-- Opening Marker --

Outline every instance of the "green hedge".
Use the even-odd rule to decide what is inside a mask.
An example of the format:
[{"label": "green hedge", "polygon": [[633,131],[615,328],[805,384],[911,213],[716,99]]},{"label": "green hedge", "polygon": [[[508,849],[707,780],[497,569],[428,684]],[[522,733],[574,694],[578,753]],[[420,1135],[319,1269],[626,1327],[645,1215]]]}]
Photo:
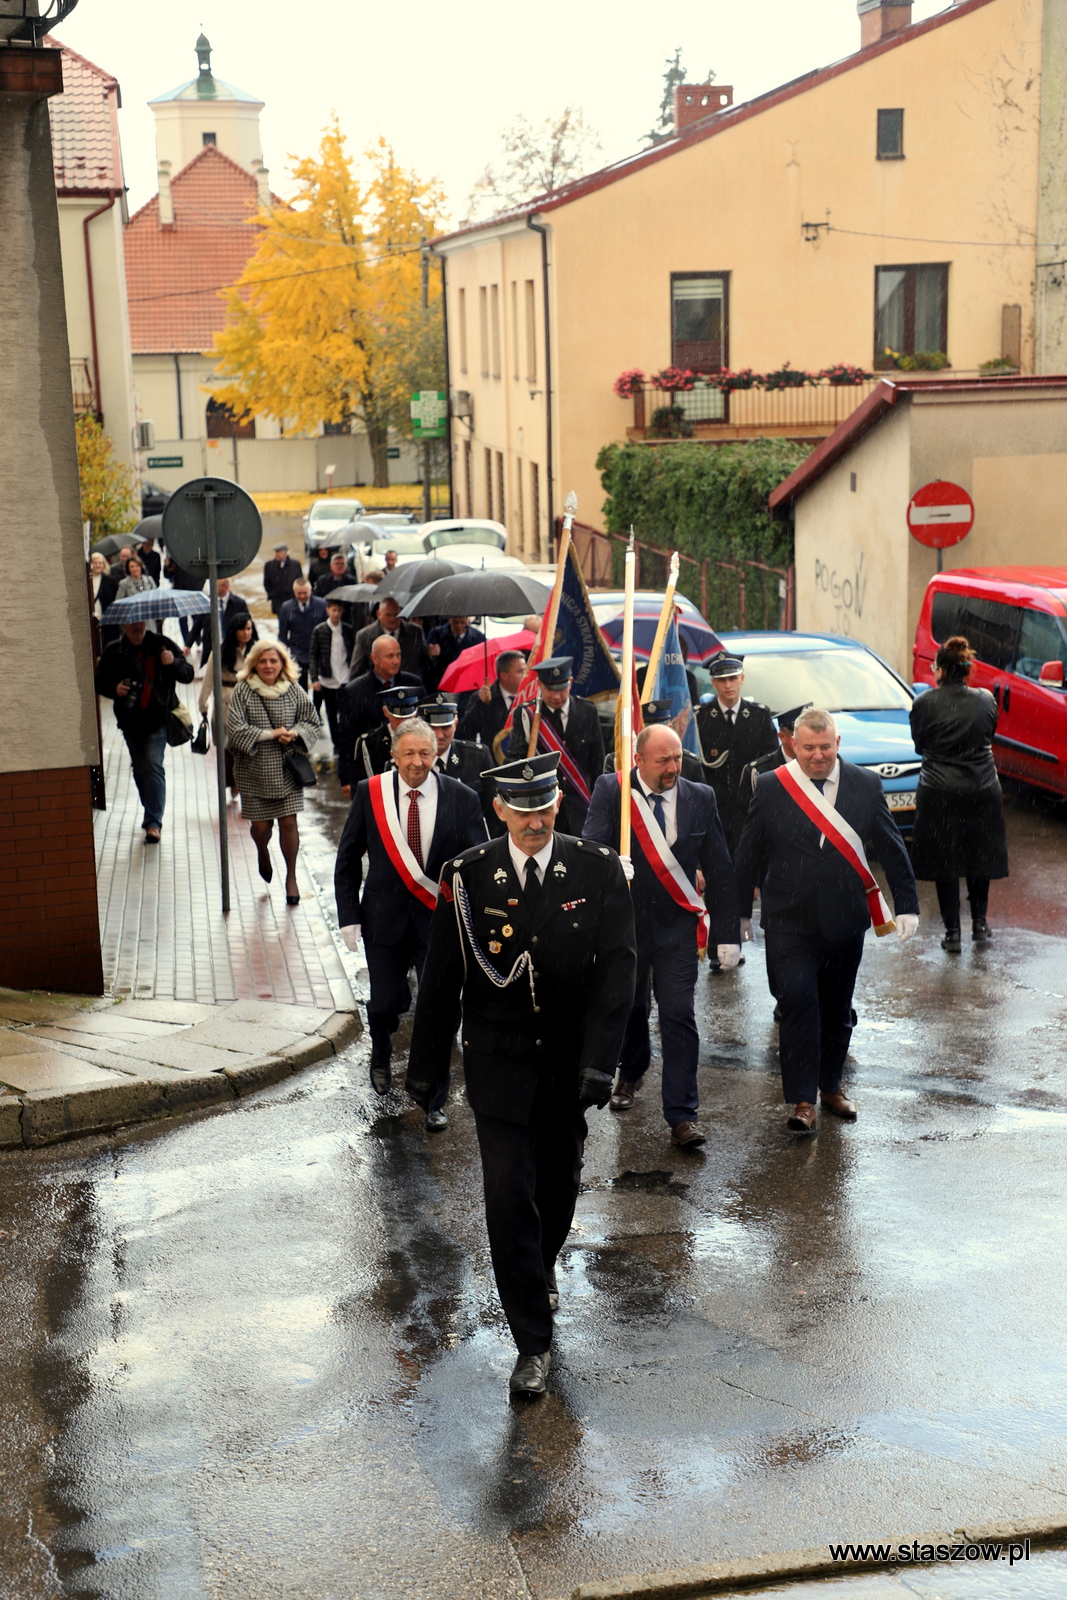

-- Closing Marker --

Lines with the string "hedge": pick each one out of the material and return it.

#### [Task response]
Outline every instance of the "green hedge".
[{"label": "green hedge", "polygon": [[633,131],[615,328],[805,384],[911,213],[716,99]]},{"label": "green hedge", "polygon": [[[508,849],[707,780],[497,569],[428,684]],[[522,733],[574,694],[578,753]],[[420,1135],[319,1269],[626,1327],[645,1215]]]}]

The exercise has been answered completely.